Text passage »
================

Thomas White, a scout supervisor, said he dug through the wreckage of a collapsed fireplace to reach victims in a building where many scouts were seeking shelter when the twister struck at about 6:35 p.m.

"A bunch of us got together and started undoing the rubble from the fireplace and stuff and waiting for the first responders," White told KMTV in Omaha, Neb. "They were under the tables and stuff and on their knees, but they had no chance."

The nearest tornado siren, in nearby Blencoe, sounded only briefly after the storm cut power to the town, said Russ Lawrenson of the Mondamin Fire Department.

Taylor Willoughby, 13, said several scouts were getting ready to watch a movie when someone screamed that there was a tornado. Everyone hunkered down, he said, and windows shattered.

"It sounded like a jet that was flying by really close," Taylor told NBC's "Today" on Thursday. "I was hoping that we all made it out OK. I was afraid for my life."

Ethan Hession, also 13, said he crawled under a table with his friend.

"I just remember looking over at my friend, and all of a sudden he just says to me, 'Dear God, save us,'" he told "Today." "Then I just closed my eyes and all of a sudden it's (the tornado) gone."

================

Information given »

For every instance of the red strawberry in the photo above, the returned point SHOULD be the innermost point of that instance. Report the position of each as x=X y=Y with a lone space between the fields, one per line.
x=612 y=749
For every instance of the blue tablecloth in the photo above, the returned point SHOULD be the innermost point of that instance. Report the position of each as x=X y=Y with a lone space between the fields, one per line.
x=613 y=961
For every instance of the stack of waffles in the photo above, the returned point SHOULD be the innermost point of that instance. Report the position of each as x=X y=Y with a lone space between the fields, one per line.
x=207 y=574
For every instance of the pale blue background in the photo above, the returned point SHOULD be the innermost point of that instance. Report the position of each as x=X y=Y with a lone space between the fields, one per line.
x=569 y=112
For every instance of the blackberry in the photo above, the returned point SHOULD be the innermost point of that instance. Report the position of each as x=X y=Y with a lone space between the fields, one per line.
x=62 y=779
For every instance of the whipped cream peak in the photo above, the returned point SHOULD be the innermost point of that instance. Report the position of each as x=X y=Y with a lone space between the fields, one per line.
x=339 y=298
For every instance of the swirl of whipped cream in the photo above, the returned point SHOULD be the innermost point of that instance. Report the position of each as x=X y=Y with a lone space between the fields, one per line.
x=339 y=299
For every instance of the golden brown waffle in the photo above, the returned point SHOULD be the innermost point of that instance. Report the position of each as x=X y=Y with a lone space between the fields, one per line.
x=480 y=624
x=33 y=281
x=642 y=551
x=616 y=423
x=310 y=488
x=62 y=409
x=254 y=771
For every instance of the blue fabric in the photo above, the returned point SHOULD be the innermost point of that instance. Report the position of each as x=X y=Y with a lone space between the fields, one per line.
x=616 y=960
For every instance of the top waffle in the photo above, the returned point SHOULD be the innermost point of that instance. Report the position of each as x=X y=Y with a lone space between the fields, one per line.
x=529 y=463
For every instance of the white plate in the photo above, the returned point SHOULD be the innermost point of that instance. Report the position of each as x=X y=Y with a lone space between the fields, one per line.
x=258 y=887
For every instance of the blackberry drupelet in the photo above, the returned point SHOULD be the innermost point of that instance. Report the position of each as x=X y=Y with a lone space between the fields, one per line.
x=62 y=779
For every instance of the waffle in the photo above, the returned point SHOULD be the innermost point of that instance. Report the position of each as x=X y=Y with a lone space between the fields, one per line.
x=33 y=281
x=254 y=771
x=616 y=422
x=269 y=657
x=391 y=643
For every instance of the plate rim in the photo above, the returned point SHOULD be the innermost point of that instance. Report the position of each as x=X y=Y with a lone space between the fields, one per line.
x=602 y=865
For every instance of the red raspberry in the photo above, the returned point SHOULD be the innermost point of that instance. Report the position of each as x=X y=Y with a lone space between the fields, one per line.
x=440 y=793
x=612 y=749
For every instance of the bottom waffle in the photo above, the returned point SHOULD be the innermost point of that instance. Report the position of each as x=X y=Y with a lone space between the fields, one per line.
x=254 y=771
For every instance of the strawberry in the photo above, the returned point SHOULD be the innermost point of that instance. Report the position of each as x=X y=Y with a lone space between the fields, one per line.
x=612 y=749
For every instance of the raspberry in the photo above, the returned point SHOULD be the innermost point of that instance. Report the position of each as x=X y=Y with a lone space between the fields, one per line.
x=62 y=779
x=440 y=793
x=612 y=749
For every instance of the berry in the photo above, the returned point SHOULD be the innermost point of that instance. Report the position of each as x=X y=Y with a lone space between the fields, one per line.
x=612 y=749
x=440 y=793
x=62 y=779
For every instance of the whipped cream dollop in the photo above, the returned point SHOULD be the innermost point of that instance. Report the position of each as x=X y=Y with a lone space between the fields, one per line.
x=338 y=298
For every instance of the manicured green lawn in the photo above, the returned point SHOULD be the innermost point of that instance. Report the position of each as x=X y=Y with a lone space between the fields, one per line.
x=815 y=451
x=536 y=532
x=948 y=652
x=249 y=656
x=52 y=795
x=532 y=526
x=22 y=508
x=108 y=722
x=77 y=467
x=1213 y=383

================

Instructions »
**1)** According to the tornado passage, at about what time did the twister strike?
**2)** Give back the part of the tornado passage from "The nearest tornado" to "and windows shattered.", copied word for word.

Answers »
**1)** At about 6:35 p.m.

**2)**
The nearest tornado siren, in nearby Blencoe, sounded only briefly after the storm cut power to the town, said Russ Lawrenson of the Mondamin Fire Department.

Taylor Willoughby, 13, said several scouts were getting ready to watch a movie when someone screamed that there was a tornado. Everyone hunkered down, he said, and windows shattered.